На очередном совещании в ночь на 31 октября большевики пошли еще дальше, предложив создать некий Временный народный совет, которому будет подотчетно новое социалистическое правительство. Зачем нужен этот совет, когда для политической болтовни уже существовал ВЦИК, куда не заказан доступ любым советским партиям – неясно было никому, но идея понравилась. А на следующей встрече, в ночь с 31 октября на 1 ноября, до заседающих донесся глас народа.
«Работа комиссии оказалась внезапно прервана появлением тридцати разгневанных представителей рабочих Обуховского завода, которые потребовали прекратить тянуть волынку и немедленно заключить соглашение о коалиционном правитечьстве, ответственном перед ВЦИК и призванном воплотить в жизнь программу Второго Всероссийского съезда Советов. Один из делегатов, стукнув кулаком по столу, крикнул: «Кончайте, вы слышите, кончайте... Люди уже идут штык на штык...
К черту всех... Лениных, Керенских, Троцких... Нам нужно, чтобы состоялось это соглашение, мы не уйдем, пока этого не будет»«[171].
Обуховский завод – место далеко не простое. Это был один из немногих заводов, на котором сильные позиции имели эсеры, и одновременно одно из крупнейших предприятий Петрограда, не считаться с голосом которого было никак нельзя. Ясно, что привели его представителей на встречу уж всяко не большевики, которые были заинтересованы в том, чтобы совещаться как можно дольше.
Глас народа подстегивал, и той же ночью комиссия пришла к соглашению, устраивавшему все стороны, в том числе и Викжель. Ленин и Троцкий исключаются из числа нового правительства, большевики получают портфели министров просвещения, торговли и промышленности, возможно, труда и чего-нибудь еще. Председателем правительства станет правый эсер Чернов, его товарищ по партии, Авксентьев – министром иностранных дел. Учитывая, что именно Авксентьев подписывал приказ «Комитета спасения» во время мятежа юнкеров, это было уже сверхнаглостью – однако присмиревшие большевики проглотили и такое. 1 ноября большевистская газета «Рабочий и солдат» торжественно известила, что соглашение достигнуто – правительство будет состоять из представителей всех советских партий. Россию облагодетельствовали новым Временным правительством, которое обещало быть во всех отношениях достойным старого...

-----

Что нужно сделать:
Кто должен был стать председателем правительства по соглашению, о котором говорится в тексте о переговорах о новом правительстве?

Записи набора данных
-----

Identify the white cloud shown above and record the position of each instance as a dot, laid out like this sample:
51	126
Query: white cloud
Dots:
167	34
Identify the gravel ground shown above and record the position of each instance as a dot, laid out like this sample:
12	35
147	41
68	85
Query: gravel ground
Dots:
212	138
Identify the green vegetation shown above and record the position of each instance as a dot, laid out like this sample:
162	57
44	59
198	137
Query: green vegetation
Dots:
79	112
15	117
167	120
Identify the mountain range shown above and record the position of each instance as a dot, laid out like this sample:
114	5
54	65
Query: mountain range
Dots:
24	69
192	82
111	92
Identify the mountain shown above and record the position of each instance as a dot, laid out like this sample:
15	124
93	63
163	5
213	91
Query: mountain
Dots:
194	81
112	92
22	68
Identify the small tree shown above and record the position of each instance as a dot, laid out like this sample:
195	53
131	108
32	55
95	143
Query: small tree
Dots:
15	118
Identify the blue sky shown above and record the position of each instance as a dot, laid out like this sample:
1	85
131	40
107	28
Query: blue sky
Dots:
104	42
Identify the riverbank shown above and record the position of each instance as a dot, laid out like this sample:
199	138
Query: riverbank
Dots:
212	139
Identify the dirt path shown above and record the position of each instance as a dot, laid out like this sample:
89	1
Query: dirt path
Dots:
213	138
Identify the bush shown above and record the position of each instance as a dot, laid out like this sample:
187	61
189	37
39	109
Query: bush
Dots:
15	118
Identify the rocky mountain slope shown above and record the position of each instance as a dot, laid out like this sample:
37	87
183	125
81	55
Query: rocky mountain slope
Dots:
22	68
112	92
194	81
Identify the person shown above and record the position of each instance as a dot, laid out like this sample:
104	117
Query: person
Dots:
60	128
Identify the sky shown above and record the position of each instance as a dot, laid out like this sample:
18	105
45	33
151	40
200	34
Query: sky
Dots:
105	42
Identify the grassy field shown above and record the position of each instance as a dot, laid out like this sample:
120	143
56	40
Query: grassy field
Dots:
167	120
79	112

-----

Результат упражнения:
Председателем правительства должен был стать правый эсер Чернов.